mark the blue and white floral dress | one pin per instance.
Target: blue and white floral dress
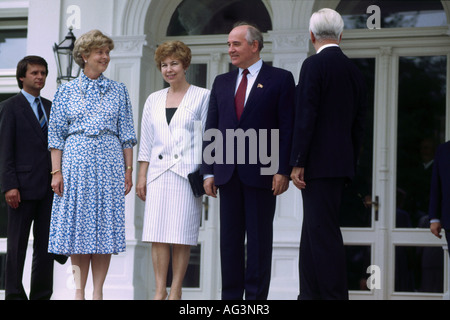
(91, 121)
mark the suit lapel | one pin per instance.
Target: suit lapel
(31, 118)
(257, 91)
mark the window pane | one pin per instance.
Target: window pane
(2, 270)
(394, 14)
(13, 46)
(355, 210)
(421, 126)
(358, 260)
(3, 211)
(419, 269)
(193, 17)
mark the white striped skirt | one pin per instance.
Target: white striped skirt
(172, 213)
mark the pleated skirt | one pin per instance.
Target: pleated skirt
(172, 213)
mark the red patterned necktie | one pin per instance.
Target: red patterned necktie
(239, 99)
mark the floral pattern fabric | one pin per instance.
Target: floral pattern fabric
(91, 122)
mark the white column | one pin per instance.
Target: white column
(290, 48)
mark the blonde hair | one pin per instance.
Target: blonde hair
(176, 49)
(89, 41)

---------------

▶ _WHAT YOU HAVE TO DO_:
Everything from the line with "Target: red patterned necktie" down to the last line of the data above should be returned exactly, with both ends kept and nothing added.

▶ _OUTPUT OF THE TASK_:
Target: red patterned necktie
(239, 99)
mark the floral pattern fabric | one pin per instance.
Target: floral pattern fabric
(91, 122)
mark the white column | one pin per instance.
Target: white column
(290, 48)
mark the blonde hair | one pin per instance.
Target: blonde hair
(176, 49)
(89, 41)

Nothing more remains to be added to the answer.